▶ **Artigo**:
--------------------------------

Recentemente, a porta-voz da Casa Branca declarou que decisões judiciais que bloqueiam a agenda do presidente Donald Trump são “inconstitucionais e injustas”. Uma ordem do Tribunal Distrital sobre deportações de imigrantes foi ignorada. Um confronto entre dois Poderes do governo dos Estados Unidos se aproxima do ponto de ebulição.
Enquanto o governo Trump-Musk avança para seu terceiro mês, com a intenção de agir rápido e quebrar o governo, tenho estudado o que escritores norte-americanos previram que aconteceria se um demagogo fosse eleito presidente. Eles sabiam há um século que chegaríamos a esse abismo. Seus textos foram considerados em 2016, mas hoje suas consequências são inevitáveis.

--------------------------------

▶ **Dados fornecidos**:
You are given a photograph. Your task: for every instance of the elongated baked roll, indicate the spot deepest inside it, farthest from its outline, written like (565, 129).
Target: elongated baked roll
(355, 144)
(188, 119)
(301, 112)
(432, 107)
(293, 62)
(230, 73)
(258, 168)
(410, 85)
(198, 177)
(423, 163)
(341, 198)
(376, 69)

--------------------------------

▶ **Lista de exercícios**:
1 – No artigo, com que palavras a porta-voz da Casa Branca descreveu as decisões judiciais que bloqueiam a agenda de Donald Trump?
2 – Por favor, dê continuidade ao artigo sobre o confronto entre o governo Trump e o Judiciário, começando logo após a última frase.

▶ **Respostas esperadas**:
1 – Ela as chamou de “inconstitucionais e injustas”.

2 –
Um próximo passo previsto em livros como “Isso Não Pode Acontecer Aqui”, de Sinclair Lewis, era um ataque à Suprema Corte caso esta não concordasse com a agenda do governo. Será essa a notícia de amanhã? As mesmas forças estavam em ação exatamente 90 anos atrás, quando essa obra foi publicada: uma plutocracia e oligarquia crescentes. O ano muda, mas os atores dizem a mesma coisa. Três histórias alternativas imaginam a chegada do fascismo ao Potomac:
“Iron Heel” (1908)
(‘Calcanhar de ferro’, em tradução direta)
No romance de Jack London, as revoltas são brutalmente reprimidas por uma oligarquia impenitente: “Nós esmagaremos vocês, revolucionários, sob nosso calcanhar”. Uma bomba é lançada no Congresso. Deputados socialistas são presos e enviados para campos; sindicatos são depredados, a Suprema Corte é dissolvida. Seguem-se 300 anos de tirania, que finalmente produzem uma Irmandade do Homem.
Isso Não Pode Acontecer Aqui (1935)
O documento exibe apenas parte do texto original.